* **SHORT TASK 1**
In the book review, what is the title of the story that opens the collection?

* **DOCUMENT EXTRACT**
BEGIN

Every. Single. Story. Slaps.

Read this if you love The Expanse
Read this if you love Station Eleven
Read this if you love hard sci-fi, soft world building and flawed but ultimately relatable characters

This short story collection opens with the titular, Nebula Award winning short story, 'The Long Fall Up'. It's clear why this short story won the Nebula award, as it immediately drops you in a spaceship, chasing another ship on behalf of a planetary superpower. Although the story is set far in the future, it feels extremely relevant as it questions reproductive autonomy, and the validity of laws meant to protect. As a mother, this story hit hard.

All of these stories are really different and yet every single one plays out like a high-quality HBO series. We have space travel, we have dystopian worlds, we have space cowboys, we have aliens and so much more. Sometimes these stories are wrapped up with satisfying endings, and sometimes we're left wondering what happened next. I love the variation here.

One of my favourite stories in the collection is called, "Last House, Lost House" about one of the last people on Earth in the midst of a cataclysmic weather event. She has been alone, scavenging for so long that she's wondering if she can even continue anymore. The questions around what makes life worth living are powerfully investigated.

END

* **SHORT TASK 2**
Gather every line of the rows below that contains the string "near".

* **Shape labeling records**
BEGIN

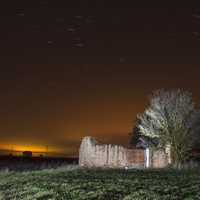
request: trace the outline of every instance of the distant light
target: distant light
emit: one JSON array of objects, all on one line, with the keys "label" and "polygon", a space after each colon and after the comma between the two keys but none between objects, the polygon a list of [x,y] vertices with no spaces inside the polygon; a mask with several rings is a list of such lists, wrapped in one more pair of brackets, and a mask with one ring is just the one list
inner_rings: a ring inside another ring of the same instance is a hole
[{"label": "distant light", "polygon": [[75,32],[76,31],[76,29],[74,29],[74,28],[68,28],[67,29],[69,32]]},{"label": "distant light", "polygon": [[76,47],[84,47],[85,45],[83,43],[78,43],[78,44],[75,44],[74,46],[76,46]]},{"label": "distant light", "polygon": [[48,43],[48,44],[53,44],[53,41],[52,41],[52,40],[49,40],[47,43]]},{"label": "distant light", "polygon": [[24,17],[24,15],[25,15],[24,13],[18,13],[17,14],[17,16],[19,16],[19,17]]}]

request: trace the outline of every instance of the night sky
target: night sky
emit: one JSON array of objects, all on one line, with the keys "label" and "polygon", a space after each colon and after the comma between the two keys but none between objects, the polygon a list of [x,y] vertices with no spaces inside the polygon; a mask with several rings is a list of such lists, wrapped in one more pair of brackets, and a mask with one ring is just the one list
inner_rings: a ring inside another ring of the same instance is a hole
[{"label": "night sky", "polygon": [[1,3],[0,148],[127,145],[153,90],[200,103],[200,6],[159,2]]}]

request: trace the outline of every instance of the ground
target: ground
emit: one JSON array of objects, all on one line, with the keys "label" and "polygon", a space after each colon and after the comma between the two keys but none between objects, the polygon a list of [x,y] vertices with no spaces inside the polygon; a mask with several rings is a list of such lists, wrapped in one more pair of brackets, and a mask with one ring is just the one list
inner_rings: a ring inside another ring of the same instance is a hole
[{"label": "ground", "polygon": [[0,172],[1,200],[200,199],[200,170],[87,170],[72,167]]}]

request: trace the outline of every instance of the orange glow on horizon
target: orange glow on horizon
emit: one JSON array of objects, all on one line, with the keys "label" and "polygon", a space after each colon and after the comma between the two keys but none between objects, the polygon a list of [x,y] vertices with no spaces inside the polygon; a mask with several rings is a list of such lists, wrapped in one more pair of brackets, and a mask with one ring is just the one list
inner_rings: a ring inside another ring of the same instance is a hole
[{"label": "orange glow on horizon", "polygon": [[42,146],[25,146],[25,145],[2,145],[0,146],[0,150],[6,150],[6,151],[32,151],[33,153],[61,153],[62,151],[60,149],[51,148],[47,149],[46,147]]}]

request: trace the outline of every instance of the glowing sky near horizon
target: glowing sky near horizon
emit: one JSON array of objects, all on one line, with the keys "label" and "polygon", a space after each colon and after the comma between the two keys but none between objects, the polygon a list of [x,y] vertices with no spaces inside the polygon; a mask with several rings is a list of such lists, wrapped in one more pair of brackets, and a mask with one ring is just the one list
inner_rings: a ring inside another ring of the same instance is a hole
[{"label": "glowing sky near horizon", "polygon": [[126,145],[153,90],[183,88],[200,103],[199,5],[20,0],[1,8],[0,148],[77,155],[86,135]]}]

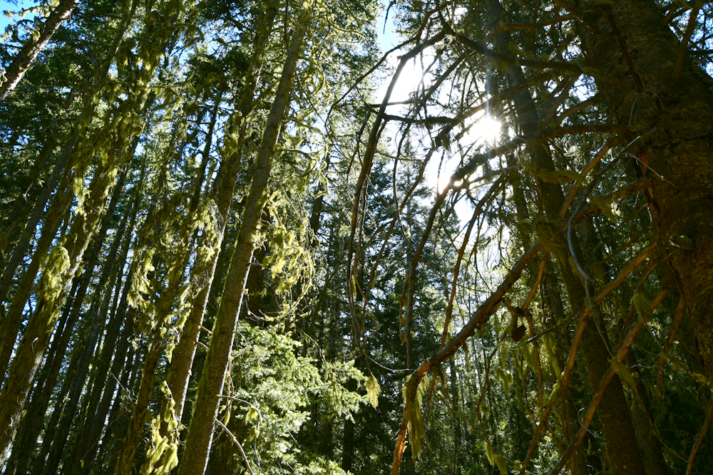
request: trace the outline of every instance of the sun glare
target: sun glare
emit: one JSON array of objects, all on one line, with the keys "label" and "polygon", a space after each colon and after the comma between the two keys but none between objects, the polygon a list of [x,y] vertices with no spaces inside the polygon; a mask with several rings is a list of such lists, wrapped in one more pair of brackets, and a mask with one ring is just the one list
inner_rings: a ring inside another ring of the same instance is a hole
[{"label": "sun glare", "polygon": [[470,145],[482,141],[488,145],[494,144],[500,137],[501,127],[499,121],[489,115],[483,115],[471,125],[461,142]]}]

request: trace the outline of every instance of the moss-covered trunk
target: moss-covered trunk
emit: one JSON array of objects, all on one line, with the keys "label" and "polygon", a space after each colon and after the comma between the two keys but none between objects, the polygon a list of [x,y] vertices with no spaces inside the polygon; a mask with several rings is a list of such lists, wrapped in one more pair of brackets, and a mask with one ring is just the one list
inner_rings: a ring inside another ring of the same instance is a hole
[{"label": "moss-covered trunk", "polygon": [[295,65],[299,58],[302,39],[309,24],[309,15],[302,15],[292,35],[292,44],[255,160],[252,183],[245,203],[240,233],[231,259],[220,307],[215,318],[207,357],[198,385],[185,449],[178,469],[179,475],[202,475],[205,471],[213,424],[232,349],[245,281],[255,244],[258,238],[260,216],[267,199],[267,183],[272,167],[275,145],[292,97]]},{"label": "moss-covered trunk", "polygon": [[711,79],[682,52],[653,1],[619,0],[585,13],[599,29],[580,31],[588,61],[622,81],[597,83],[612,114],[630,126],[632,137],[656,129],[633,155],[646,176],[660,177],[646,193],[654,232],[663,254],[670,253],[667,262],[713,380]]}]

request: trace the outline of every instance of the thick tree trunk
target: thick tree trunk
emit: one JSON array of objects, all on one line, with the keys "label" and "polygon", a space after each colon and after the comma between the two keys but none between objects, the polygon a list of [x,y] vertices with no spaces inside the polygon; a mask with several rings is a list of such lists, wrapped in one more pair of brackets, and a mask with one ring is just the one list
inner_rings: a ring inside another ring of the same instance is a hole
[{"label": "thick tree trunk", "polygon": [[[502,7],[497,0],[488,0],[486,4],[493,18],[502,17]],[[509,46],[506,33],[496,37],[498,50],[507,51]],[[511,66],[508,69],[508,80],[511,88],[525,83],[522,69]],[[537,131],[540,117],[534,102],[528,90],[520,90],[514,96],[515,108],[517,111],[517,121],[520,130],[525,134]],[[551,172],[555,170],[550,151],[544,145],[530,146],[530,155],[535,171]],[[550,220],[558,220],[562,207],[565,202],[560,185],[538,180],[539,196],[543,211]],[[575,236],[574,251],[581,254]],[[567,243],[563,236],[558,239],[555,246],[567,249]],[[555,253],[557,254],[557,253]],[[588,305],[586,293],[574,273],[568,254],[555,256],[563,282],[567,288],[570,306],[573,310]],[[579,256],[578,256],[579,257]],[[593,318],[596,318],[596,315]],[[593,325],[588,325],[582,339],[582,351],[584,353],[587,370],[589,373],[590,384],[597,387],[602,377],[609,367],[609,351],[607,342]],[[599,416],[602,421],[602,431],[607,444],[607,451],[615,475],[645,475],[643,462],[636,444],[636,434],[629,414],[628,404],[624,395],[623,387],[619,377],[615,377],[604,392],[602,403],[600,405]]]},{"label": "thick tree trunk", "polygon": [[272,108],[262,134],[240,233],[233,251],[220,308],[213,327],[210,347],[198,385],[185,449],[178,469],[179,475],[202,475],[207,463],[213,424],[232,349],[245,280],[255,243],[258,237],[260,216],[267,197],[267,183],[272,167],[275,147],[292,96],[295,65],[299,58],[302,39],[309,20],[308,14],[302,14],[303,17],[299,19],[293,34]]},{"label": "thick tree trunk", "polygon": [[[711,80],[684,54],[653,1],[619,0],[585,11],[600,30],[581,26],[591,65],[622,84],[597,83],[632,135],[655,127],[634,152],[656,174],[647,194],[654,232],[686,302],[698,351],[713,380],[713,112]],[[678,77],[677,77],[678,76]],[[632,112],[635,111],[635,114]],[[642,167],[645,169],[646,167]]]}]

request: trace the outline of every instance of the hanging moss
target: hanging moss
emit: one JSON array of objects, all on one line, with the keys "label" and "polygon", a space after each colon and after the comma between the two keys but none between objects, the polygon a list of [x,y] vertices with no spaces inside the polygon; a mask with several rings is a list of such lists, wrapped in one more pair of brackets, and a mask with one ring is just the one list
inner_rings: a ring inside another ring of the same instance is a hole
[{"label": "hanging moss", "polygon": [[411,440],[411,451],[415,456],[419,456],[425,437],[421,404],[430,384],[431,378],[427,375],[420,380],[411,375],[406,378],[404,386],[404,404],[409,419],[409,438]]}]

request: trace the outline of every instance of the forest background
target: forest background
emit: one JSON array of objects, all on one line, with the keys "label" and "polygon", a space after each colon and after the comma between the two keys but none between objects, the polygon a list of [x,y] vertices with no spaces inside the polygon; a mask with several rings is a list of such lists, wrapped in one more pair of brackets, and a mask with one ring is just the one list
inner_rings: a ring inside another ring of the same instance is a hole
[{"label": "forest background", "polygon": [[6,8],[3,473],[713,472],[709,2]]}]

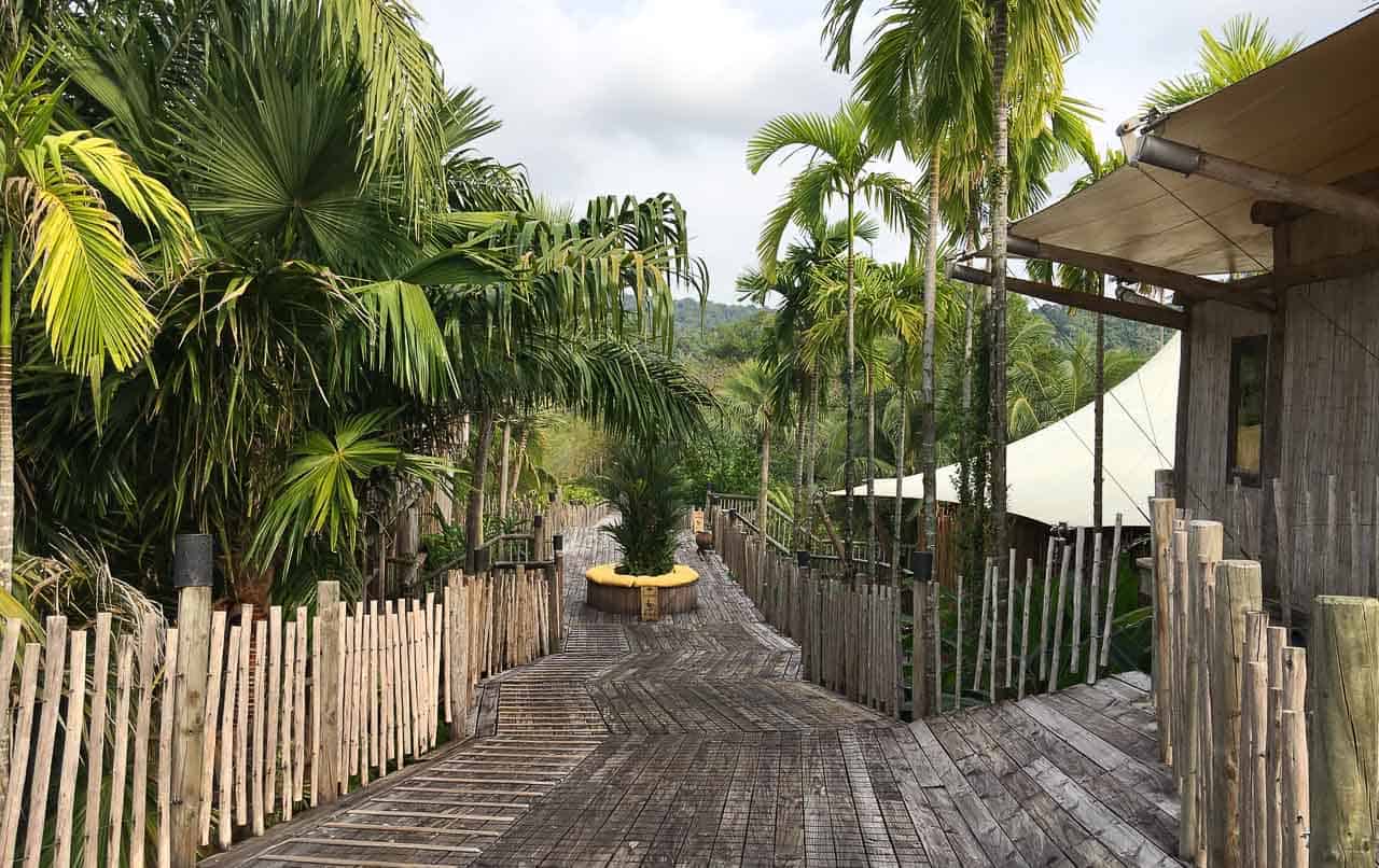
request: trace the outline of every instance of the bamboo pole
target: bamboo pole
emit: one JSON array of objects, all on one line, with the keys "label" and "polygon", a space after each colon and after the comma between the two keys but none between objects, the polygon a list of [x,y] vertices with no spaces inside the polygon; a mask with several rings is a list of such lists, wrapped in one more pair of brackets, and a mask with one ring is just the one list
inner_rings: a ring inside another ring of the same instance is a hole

END

* **COMPLETE ANSWER 1**
'The Long Fall Up'

* **COMPLETE ANSWER 2**
request: trace the outline of every instance of the glowing sky near horizon
target: glowing sky near horizon
[{"label": "glowing sky near horizon", "polygon": [[126,145],[153,90],[183,88],[200,103],[199,5],[20,0],[1,8],[0,148],[77,155],[86,135]]}]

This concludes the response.